* Dataset records
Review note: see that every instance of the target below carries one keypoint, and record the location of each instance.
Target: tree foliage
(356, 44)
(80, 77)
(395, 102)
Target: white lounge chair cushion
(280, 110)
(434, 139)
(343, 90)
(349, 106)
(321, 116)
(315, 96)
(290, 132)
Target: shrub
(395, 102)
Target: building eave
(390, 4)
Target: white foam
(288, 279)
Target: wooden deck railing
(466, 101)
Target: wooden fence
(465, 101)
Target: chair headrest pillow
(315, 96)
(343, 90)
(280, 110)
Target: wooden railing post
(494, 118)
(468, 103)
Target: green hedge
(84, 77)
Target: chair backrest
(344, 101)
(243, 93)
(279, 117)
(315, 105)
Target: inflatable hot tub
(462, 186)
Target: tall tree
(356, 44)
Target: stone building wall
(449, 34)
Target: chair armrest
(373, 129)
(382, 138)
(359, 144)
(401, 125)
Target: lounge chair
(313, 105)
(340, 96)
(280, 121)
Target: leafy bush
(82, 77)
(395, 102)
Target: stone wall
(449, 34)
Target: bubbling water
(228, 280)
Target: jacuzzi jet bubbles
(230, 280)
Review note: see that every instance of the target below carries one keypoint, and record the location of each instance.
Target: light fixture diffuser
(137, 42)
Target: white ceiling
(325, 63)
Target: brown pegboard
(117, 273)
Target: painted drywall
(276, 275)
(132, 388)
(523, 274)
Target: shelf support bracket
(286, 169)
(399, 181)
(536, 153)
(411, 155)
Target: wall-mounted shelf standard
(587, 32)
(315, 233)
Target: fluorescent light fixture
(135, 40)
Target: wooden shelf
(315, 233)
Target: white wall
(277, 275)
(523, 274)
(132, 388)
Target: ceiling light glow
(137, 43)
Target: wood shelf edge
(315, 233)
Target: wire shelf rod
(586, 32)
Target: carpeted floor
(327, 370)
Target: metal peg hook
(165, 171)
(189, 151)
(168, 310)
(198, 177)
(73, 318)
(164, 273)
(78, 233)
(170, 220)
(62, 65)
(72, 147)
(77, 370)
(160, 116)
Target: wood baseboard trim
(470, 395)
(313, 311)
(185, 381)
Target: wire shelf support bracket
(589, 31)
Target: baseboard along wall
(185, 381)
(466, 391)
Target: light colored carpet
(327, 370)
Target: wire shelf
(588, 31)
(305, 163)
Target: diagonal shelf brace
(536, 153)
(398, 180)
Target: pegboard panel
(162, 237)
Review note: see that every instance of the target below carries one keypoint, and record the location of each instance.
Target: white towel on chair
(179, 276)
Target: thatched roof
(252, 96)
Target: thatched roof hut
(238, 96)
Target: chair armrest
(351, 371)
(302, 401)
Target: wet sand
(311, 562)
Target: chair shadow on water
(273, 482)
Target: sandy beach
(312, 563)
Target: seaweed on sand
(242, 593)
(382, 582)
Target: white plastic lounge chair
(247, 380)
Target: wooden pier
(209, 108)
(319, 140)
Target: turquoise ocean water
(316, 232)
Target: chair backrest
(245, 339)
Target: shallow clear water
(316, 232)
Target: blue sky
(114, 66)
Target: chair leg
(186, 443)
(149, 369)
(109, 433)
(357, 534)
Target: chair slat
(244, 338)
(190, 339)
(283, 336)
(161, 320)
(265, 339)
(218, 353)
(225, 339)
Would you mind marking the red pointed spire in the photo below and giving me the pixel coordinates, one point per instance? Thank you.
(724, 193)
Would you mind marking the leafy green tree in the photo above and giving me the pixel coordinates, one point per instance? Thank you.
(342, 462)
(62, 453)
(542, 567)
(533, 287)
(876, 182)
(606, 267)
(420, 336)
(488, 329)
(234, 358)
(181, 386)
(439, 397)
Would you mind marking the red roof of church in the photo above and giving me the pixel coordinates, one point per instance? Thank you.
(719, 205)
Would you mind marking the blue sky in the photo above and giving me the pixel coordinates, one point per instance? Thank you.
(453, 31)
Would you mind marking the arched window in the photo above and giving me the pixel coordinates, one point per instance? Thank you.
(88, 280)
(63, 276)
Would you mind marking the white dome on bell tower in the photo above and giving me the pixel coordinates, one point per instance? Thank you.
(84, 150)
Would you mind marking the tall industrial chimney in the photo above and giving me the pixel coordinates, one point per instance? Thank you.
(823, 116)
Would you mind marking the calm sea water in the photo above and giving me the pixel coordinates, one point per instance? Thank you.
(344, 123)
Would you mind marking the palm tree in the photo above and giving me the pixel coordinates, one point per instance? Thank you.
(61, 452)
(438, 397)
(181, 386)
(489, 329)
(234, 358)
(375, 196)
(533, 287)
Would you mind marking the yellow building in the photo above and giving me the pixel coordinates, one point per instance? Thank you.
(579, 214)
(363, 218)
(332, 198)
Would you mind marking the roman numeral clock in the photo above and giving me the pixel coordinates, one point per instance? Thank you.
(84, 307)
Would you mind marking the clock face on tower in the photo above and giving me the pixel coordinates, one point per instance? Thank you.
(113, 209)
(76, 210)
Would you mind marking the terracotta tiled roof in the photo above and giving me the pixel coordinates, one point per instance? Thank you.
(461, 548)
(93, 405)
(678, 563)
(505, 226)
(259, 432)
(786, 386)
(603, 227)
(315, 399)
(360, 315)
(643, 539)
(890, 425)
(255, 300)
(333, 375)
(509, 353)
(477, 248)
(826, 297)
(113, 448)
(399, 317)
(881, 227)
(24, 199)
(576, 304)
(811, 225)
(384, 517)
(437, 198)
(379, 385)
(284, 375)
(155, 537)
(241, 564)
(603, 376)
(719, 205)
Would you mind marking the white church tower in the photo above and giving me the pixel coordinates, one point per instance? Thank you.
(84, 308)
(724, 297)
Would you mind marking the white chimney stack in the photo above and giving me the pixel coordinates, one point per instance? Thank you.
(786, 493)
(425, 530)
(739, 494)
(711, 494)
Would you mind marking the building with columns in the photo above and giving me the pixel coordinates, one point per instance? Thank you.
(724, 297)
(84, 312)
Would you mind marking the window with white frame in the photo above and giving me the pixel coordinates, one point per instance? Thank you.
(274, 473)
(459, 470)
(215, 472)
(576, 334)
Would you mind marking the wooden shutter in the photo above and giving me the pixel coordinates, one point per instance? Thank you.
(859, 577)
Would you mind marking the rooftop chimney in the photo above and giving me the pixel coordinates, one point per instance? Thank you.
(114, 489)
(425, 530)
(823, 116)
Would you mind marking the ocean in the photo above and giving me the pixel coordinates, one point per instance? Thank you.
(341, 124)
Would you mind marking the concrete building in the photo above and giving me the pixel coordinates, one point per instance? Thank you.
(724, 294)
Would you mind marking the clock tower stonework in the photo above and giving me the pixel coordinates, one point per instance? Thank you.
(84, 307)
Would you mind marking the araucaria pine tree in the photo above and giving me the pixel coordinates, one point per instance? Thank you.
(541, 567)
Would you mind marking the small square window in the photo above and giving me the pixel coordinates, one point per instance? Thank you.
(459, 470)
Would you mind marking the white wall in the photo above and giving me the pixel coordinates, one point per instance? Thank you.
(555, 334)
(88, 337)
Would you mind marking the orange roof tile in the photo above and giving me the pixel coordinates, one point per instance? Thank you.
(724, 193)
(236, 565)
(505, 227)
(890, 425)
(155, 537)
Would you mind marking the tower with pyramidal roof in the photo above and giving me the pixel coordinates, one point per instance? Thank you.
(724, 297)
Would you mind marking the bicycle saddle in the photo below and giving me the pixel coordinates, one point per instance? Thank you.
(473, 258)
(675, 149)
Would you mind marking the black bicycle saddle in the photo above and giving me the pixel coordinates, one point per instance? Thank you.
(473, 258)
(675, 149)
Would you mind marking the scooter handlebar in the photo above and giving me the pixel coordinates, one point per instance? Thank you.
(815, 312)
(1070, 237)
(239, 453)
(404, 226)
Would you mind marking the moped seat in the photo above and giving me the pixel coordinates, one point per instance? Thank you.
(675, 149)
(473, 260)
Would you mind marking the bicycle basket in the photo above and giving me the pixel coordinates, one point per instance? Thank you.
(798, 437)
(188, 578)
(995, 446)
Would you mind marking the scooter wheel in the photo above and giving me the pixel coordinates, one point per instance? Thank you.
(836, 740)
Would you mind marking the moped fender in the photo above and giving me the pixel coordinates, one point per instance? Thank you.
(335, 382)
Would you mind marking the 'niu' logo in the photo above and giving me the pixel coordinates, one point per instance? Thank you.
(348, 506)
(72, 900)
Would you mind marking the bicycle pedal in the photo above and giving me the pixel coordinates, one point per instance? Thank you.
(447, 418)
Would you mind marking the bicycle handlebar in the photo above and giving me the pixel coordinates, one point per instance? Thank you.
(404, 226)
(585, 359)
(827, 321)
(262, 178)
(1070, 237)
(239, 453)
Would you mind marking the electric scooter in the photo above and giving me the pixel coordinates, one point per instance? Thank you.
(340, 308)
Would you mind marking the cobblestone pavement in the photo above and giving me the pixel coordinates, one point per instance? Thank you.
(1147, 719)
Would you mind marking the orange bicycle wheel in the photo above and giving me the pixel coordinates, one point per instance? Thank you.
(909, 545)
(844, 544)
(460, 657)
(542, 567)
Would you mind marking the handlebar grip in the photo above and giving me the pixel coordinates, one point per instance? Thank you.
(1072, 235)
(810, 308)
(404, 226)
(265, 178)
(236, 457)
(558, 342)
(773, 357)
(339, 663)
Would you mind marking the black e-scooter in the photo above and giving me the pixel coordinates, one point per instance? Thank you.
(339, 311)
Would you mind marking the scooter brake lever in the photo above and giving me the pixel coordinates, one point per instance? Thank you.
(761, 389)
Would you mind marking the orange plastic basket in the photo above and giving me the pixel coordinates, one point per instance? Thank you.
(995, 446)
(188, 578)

* What you should do
Starting at the line that contains "Would you mind marking the scooter wheel", retype each line through the end of the listing above and nothing else.

* Problem solution
Would you mind marking the scooter wheel in the photo above and giving me the pixel coordinates, one point per instance? Thank you.
(836, 740)
Would you mind marking the moped fender in the photo above and giving me the pixel coordinates, one point per instance? Thank you.
(335, 382)
Would you mind marking the 'niu' logo in the photo above and giving me the pixel coordinates, one point per instance? Thank you.
(348, 506)
(72, 900)
Would you mind marking the bicycle pedal in the photo above and giving me the pixel coordinates, one point per instance? Thank you.
(447, 418)
Would you mind marking the bicycle handlebar in the photo above and giving me the pixel coordinates, one point per instance? Thank you.
(404, 226)
(585, 359)
(827, 321)
(262, 178)
(1070, 237)
(239, 453)
Would you mind marking the electric scooter in the photo above and giving me the pixel coordinates, one point per instance? Thank you.
(340, 308)
Would you mind marking the cobblestone pavement in the photo above and giving me the pixel coordinates, one point per instance? Thank you.
(1147, 719)
Would you mind marking the orange bicycle wheel in the photo above and giving me the pixel coordinates, one point per instance? Thank you.
(909, 545)
(844, 544)
(460, 657)
(542, 567)
Would you mind marking the handlebar grip in the photo above and giving me the pixel coordinates, one point per instance? Thank you.
(1072, 235)
(810, 308)
(404, 226)
(265, 178)
(236, 457)
(558, 342)
(773, 357)
(339, 663)
Would you mind marking the black e-scooter in the photo above and giving me the pixel coordinates, one point per instance? Thank you.
(339, 311)
Would you mind marking the scooter brake lever in the photo above and giving me the pixel coordinates, one point per instance? Thank you.
(761, 389)
Would you mind marking the orange plastic basket in the photo above and giving me the pixel coordinates, one point per instance? Thank you.
(995, 446)
(188, 578)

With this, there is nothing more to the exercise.